Was zu tun ist:
Gib an, seit welchem Datum laut dem Text über das Wetter in Genua alle Heizungen ausgeschaltet sind.

Textauszug:
====

Freitag, 1. Mai 2015

Sommer, Sonne, Regenschirm - oder: Wie die Kleiderwahl zur größten Herausforderung des Tages wird.

Ciao Ragazzi,

nun mag es nicht der literarisch hochwertigste Einfall sein, über das Wetter zu reden. Ich mach es aber trotzdem. Denn nichts beschäftigt mich in den letzten Tagen mehr, als das was uns der Himmel tagtäglich beschert.

Immer wieder erreichen mich Nachrichten von euch, in denen ich gefragt werde ob es denn schon richtig Sommer ist bei mir. Wir müssten doch schon 30 Grad haben und den ganzen Tag am Strand liegen, schließlich gab es ja auch in Deutschland schon ein paar sonnige und warme Tage. Ich kann euch sagen: Nein.
So etwas wie das genuesische Wetter habe ich tatsächlich noch nie erlebt. Zwar ist es nicht arktisch kalt, also so mindestens 15 Grad herrschen hier eigentlich immer, aber irgendwie habe ich das Gefühl der Sommer ist steckengeblieben. Wie eine alte Oma, deren Krückstock sich irgendwo verhakt hat.

Ich kann mich noch erinnern, wie ich hier angekommen bin, Ende Februar, und es selbst nachts nie kälter als 10 Grad war, und ich mich schon auf den Frühling gefreut habe, ihn quasi schon riechen konnte. Doch leider ist es dabei geblieben, ich rieche ihn immer noch - zu sehen ist aber nüscht. 

Zwar ist es inzwischen minimal wärmer geworden, wir dümpern jetzt immer so bei 18 Grad rum, von warmen, italienischen Frühsommer ist aber nichts zu spüren. Das sonderbare ist jedoch, dass wir hier ziemlich konstante Temperaturen haben, 24 Stunden am Tag. Der Unterschied zwischen Tag und Nacht beträgt meist nicht mehr als 1-2 Grad, sodass die Nächte schon durchaus angenehm sind. Nur feht eben noch ein bisschen Energie tagsüber. Das große Problem ist nämlich, dass seit 15. April alle Heizungen ausgeschalten sind. Klar, man mag denken 18 Grad draußen sind nicht sonderlich kalt. Wenn dann aber auch 18 Grad drinne herrschen, und man den ganzen Tag bewegnungslos vor dem Rechner sitzt, wird es doch ziemlich schnell ziemlich dolle kalt.

Und das kann man auch den normalen Bürgern hier ansehen: die berühmten italienischen Puffjacken, welche die Bevölkerung schon durch den Winter gebracht haben, werden hier bis in den Mai getragen. Überall sieht man noch Menschen mit diesen dicken, gefütterten, bunten Jacken, die immer ein bisschen an Michelin-Männchen erinnern, teilweise selbst noch mit Mütze und Handschuhen! Ich meine, mir ist ja auch kalt, aber ich bitte euch, Handschuhe bei 18 Grad?!

====

Daten:
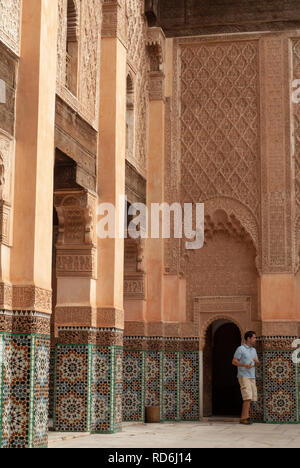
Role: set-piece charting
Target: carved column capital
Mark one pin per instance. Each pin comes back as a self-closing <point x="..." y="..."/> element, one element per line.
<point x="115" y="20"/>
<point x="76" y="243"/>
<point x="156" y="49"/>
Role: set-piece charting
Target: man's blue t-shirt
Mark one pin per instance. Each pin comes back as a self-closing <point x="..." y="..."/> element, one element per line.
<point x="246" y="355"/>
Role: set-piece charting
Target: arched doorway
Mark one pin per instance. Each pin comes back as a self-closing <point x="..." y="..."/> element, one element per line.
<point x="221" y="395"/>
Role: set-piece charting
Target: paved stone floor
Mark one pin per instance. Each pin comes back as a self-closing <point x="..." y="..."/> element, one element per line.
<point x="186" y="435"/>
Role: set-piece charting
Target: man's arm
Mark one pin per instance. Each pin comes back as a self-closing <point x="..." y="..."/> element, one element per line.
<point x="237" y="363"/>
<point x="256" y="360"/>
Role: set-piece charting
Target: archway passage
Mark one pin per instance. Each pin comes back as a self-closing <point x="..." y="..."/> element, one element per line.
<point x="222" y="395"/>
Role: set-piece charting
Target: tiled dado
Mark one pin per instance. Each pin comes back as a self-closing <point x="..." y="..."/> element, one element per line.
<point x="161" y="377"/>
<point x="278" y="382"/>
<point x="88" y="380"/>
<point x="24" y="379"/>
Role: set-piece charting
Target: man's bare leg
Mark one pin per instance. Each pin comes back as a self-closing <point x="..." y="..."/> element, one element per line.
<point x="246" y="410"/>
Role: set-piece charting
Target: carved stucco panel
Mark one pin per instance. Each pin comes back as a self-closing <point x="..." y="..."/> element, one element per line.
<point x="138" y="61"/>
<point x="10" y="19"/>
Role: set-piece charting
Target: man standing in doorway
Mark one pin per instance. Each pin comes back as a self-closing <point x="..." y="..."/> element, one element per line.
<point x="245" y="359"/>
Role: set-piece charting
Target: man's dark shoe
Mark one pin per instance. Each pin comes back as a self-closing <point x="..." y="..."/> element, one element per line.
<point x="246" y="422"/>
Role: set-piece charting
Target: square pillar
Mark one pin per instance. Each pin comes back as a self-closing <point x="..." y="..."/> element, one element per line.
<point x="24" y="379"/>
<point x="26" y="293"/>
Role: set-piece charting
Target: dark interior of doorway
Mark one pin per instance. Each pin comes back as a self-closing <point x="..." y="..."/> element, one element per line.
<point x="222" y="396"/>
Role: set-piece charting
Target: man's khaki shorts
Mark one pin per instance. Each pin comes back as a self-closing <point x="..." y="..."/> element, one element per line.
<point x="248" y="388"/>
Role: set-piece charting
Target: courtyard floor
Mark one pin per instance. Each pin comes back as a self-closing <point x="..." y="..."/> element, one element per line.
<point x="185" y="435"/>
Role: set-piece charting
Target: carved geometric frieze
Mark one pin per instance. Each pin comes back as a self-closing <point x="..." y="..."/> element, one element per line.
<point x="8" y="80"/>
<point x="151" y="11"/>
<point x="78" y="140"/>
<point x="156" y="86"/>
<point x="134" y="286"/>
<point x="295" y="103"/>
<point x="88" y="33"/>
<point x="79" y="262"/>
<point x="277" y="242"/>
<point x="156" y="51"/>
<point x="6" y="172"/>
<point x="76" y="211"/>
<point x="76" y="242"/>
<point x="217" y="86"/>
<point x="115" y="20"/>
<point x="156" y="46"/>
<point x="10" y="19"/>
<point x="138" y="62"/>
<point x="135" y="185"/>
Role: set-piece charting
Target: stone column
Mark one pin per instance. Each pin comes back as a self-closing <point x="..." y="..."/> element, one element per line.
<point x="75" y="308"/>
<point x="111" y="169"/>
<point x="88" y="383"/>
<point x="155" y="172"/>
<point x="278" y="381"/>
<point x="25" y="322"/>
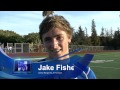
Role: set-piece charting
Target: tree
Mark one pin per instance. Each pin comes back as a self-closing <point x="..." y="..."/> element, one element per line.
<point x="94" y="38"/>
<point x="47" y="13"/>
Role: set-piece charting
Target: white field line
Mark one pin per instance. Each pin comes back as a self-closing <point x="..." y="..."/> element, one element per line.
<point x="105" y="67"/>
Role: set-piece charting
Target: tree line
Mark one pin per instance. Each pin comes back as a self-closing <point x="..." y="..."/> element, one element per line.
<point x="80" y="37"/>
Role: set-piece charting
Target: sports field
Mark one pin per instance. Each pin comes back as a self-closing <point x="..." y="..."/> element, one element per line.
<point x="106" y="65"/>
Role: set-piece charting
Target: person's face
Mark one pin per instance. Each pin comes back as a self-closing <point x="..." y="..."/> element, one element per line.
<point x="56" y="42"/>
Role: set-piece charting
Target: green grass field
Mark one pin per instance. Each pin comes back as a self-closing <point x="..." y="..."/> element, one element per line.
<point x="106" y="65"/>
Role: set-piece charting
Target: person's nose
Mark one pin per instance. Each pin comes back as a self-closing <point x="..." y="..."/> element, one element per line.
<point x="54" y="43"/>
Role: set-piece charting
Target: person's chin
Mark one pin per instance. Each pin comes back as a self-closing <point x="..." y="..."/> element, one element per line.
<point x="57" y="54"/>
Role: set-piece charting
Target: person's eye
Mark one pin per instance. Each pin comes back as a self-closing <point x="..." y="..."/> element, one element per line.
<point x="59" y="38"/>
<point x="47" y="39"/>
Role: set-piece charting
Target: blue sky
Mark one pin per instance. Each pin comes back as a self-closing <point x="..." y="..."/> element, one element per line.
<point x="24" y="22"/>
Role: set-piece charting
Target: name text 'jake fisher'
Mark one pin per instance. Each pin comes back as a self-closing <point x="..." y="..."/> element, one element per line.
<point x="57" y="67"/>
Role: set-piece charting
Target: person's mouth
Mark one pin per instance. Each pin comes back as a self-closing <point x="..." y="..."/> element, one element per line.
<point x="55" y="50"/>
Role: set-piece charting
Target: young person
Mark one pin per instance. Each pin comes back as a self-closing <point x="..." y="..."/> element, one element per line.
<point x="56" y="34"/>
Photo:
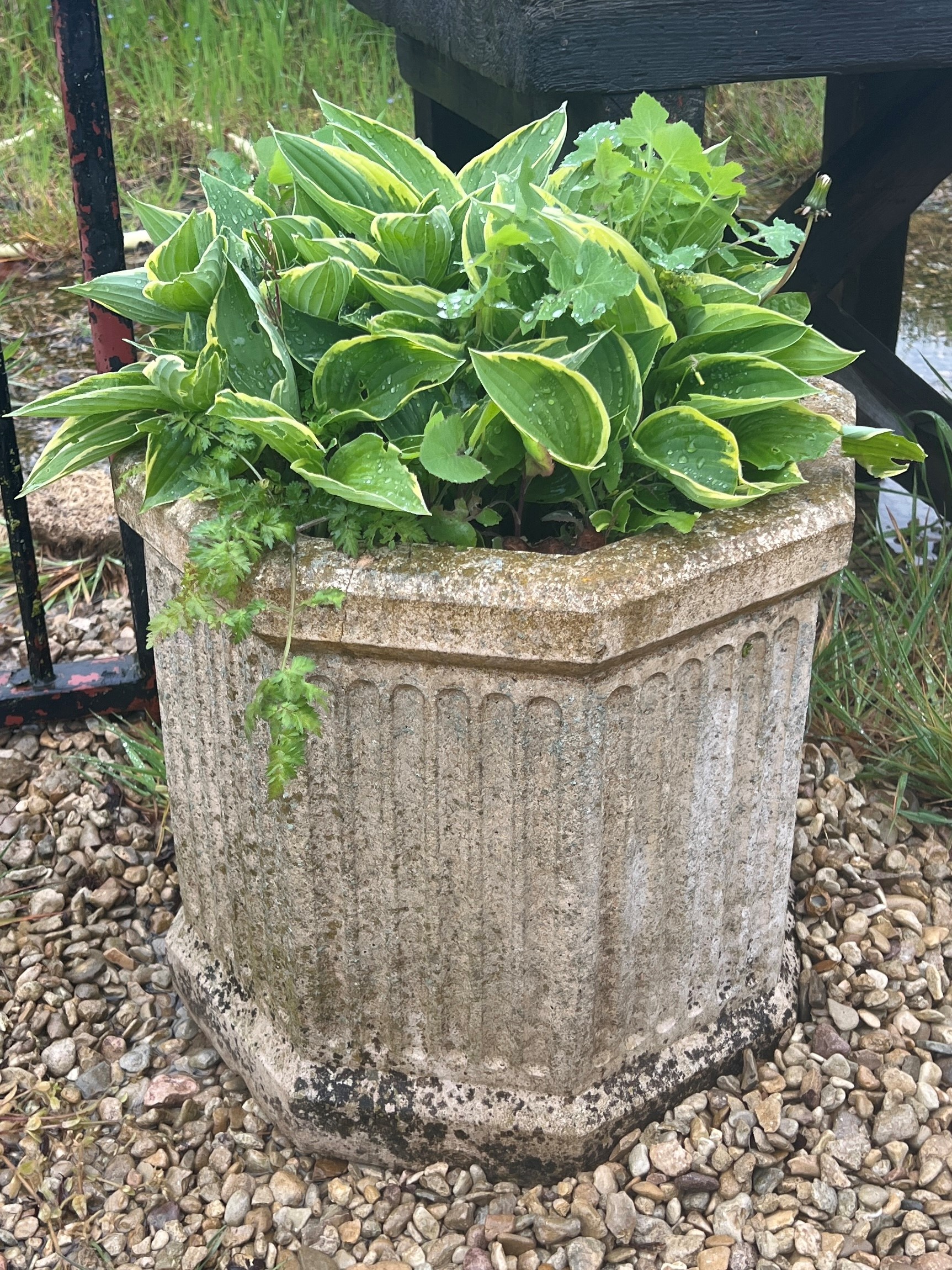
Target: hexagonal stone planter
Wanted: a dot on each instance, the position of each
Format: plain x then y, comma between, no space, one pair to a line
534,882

====

Musterlösung:
Seit dem 15. April sind alle Heizungen ausgeschaltet.